**SHORT PROBLEM**
Find "Task: place one point on each instance of the cloudy" in the data, then restate the line it sits in and every later line word for word, ending with the last line.

**INPUT ROWS**

-- begin --

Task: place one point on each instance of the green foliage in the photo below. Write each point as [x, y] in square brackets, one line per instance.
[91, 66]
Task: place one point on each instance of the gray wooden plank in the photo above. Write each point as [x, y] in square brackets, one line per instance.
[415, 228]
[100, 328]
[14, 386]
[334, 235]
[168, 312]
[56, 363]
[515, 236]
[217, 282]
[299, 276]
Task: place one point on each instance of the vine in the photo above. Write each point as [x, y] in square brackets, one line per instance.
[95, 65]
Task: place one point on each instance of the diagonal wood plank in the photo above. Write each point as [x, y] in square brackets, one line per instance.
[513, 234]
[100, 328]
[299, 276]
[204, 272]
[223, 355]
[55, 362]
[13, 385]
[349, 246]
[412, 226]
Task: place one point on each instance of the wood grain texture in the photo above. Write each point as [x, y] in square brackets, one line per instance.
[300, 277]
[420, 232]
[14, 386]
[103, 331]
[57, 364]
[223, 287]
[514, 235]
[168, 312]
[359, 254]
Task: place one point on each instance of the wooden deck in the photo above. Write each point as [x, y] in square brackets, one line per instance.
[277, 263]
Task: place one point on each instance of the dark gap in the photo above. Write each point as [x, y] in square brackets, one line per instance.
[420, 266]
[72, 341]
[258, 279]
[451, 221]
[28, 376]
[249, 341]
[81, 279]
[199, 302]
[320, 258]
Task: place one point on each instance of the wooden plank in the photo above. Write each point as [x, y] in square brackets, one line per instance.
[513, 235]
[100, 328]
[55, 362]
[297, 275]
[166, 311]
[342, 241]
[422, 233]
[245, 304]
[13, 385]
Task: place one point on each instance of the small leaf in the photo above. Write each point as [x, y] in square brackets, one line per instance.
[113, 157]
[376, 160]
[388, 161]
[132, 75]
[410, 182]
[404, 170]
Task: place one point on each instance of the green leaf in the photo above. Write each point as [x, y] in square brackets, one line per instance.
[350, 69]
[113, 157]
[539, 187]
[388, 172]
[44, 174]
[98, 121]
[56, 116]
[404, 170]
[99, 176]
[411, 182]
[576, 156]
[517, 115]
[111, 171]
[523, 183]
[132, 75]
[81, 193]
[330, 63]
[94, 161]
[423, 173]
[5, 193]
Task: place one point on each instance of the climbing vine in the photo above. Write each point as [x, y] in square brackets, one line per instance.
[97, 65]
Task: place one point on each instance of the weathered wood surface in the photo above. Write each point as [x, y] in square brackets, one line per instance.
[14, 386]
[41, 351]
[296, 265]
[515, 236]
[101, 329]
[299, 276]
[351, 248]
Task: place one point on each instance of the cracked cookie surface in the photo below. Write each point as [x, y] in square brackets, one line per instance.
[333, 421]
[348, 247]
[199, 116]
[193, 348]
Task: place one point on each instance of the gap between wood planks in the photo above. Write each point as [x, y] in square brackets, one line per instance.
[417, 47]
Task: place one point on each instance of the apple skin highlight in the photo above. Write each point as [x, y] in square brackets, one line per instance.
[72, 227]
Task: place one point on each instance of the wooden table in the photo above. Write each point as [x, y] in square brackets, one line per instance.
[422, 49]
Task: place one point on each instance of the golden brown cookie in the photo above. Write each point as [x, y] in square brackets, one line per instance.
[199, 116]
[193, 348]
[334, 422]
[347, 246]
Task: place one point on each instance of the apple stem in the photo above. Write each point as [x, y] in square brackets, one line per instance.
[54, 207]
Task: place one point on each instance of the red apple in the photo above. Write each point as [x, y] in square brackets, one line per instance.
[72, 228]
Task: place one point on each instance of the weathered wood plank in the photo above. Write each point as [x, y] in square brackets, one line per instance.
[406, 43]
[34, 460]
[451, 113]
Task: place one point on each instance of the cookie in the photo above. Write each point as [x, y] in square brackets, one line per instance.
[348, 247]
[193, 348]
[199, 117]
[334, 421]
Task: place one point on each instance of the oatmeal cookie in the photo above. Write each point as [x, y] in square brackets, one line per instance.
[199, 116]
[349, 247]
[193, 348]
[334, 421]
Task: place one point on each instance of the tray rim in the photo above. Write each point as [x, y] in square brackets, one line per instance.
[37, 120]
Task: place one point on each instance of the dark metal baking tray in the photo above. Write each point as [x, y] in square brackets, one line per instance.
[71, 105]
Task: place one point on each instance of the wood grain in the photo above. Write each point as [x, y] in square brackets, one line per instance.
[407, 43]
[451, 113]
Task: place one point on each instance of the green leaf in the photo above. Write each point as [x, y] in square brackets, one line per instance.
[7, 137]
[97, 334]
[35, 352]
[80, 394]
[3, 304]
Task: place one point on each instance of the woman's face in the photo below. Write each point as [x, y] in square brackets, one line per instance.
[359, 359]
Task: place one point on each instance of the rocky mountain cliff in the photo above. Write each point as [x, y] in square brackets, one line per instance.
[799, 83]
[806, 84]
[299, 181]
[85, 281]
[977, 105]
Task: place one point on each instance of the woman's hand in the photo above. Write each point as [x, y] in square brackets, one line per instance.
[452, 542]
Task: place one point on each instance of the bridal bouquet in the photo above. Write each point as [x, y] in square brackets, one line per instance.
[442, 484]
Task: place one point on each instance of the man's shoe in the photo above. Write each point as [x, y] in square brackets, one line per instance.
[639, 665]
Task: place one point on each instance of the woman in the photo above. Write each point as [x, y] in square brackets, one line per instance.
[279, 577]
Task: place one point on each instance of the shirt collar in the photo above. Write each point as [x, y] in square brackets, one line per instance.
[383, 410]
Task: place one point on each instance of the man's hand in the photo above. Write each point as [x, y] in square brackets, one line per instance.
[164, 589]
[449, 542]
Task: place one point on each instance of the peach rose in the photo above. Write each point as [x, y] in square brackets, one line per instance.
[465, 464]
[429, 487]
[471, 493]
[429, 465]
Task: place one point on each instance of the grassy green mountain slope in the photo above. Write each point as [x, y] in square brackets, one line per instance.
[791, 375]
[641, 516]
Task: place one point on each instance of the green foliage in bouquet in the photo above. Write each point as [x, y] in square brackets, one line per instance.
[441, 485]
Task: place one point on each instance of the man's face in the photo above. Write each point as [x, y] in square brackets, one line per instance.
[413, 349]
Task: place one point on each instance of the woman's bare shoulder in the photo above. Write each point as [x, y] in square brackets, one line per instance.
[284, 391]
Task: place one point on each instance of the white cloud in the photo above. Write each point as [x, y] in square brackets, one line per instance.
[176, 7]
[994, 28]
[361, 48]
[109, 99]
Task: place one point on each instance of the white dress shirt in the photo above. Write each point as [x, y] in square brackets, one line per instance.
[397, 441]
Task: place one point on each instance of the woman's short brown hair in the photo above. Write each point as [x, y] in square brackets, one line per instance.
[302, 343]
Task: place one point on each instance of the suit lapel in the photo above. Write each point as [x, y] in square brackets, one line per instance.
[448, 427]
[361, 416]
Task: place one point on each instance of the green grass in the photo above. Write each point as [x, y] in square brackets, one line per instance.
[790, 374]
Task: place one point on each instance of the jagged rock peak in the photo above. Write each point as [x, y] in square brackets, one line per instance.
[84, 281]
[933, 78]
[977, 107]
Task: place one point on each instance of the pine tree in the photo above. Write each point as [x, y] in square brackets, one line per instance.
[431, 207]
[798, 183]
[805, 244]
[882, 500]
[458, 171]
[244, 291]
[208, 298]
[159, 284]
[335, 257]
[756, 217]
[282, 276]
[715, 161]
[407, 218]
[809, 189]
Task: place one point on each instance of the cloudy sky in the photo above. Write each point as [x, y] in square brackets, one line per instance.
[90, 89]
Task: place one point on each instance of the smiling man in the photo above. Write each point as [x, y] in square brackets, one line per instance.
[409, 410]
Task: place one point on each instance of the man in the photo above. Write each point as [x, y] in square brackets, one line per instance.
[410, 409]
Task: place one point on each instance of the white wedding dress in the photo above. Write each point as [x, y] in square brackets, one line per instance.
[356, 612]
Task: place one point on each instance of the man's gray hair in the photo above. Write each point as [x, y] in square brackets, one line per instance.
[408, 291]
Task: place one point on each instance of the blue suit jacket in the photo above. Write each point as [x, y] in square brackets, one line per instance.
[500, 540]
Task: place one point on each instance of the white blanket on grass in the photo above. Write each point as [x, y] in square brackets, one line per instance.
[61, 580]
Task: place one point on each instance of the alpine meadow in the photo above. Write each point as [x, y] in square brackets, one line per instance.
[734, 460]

-- end --

**ANSWER BELOW**
Task: place one point on each instance of the cloudy sky in the photo above. Write each point as [x, y] in square brackets, one line per instance.
[90, 89]
Task: place one point on each instance of the smiling man in the photo above. Write each point as [x, y] in square brackets, one line per instance.
[409, 410]
Task: place one point on each instance of the man in the photo above. Write each point as [x, y] in square brackets, one line per instance.
[410, 409]
Task: place one point on each instance of the white wedding dress in the photo above. Write each point as [x, y] in square brackets, one line per instance.
[356, 612]
Task: place one point on each instance of the man's gray hair in the photo above. Write each point as [x, y] in square brackets, one line per instance.
[408, 291]
Task: place one point on each instance of the blue suit jacket in the photo above. Write each point as [x, y] in square brackets, one line per instance.
[500, 540]
Task: place one point on each instance of the white blanket on grass in the photo above. Write each point as [x, y] in square brackets, one line per instance.
[61, 580]
Task: place one point on each instance of the alpine meadow in the photo above. Write each point as [x, y] in square brackets, one line per instance.
[734, 460]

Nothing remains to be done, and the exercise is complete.